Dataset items
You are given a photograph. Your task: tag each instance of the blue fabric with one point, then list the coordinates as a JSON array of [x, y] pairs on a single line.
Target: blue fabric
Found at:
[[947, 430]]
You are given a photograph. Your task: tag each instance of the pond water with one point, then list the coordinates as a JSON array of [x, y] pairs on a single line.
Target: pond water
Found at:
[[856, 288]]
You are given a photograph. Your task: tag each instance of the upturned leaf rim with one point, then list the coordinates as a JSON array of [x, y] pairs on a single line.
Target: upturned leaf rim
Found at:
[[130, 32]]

Stated task
Reproduce every line of the material above verbatim, without altering a single character.

Answer for this exercise
You are given a photograph. Your task: tag each instance of the blue fabric with one point, then list the coordinates as a JSON array of [x, y] pairs on a single line.
Target: blue fabric
Found at:
[[947, 430]]
You are given a photograph. Your task: tag each instance of the pond water with one point, then list the coordinates as a JSON array of [x, y] pairs on a single line.
Target: pond water
Found at:
[[856, 288]]
You are given a photograph. Your task: tag each instance of the upturned leaf rim with one point, then list the coordinates as a JSON array of [x, y] pairs on a single line.
Target: upturned leaf rim
Found at:
[[130, 32]]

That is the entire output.